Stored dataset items
※ ※ ※
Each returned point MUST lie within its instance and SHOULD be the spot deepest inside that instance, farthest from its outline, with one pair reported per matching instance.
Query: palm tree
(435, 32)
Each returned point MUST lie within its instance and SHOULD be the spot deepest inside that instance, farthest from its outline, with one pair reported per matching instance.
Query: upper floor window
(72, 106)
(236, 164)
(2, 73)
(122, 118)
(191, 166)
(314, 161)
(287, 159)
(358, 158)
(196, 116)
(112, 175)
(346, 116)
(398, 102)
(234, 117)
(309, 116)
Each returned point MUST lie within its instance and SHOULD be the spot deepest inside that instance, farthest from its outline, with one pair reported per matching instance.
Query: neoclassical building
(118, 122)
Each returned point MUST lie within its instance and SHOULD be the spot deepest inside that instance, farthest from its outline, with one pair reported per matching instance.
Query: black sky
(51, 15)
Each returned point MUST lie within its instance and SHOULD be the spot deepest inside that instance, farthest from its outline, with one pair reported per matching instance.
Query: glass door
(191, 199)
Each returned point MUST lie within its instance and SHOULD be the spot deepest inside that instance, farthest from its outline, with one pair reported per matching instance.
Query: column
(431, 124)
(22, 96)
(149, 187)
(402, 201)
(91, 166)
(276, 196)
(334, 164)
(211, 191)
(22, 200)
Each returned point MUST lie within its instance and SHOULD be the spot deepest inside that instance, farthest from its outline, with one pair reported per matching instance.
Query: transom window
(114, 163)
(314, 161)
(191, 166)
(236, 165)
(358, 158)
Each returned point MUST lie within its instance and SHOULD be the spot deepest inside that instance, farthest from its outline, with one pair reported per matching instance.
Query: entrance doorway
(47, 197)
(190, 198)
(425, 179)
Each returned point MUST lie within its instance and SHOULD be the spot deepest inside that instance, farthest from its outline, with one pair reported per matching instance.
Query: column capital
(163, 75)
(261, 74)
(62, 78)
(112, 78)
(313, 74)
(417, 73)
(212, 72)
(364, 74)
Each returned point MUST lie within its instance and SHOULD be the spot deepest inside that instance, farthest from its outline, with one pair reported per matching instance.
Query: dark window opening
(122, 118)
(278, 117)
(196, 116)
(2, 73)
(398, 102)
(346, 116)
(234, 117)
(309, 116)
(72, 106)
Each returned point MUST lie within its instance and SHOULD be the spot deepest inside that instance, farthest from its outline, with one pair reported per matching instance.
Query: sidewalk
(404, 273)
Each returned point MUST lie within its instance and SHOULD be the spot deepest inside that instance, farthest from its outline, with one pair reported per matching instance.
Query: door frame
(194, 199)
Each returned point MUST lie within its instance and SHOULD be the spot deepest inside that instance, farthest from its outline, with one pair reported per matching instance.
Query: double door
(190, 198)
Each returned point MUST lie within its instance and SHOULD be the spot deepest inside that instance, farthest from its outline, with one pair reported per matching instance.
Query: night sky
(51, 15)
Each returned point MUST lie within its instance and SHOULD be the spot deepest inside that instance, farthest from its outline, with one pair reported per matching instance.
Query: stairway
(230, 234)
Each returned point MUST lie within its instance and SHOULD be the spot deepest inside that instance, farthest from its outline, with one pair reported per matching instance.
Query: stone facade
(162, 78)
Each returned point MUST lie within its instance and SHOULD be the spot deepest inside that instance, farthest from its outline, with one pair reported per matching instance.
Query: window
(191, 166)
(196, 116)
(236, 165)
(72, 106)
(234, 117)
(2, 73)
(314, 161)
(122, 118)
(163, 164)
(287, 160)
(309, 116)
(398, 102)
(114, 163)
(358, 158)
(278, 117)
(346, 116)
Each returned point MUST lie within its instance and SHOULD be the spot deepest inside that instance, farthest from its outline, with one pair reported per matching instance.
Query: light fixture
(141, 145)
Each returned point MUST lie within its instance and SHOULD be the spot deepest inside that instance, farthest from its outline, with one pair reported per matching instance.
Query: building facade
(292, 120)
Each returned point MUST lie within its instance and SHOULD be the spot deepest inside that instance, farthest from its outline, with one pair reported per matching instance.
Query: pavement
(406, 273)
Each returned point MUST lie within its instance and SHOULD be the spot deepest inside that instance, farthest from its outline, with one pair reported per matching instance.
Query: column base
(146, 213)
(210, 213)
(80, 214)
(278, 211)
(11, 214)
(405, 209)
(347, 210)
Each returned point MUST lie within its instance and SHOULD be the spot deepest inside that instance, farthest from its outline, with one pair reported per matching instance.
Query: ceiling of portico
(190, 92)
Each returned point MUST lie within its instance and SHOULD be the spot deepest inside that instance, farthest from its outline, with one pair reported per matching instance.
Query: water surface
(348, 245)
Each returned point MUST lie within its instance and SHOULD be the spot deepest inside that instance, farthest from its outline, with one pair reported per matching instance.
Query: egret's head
※ ※ ※
### Brief
Pull out every line of the entries that contains the word "window", and copy each one over without changes.

### Answer to this exercise
Query: upper floor window
Query: transom window
Query: dark window opening
Query: window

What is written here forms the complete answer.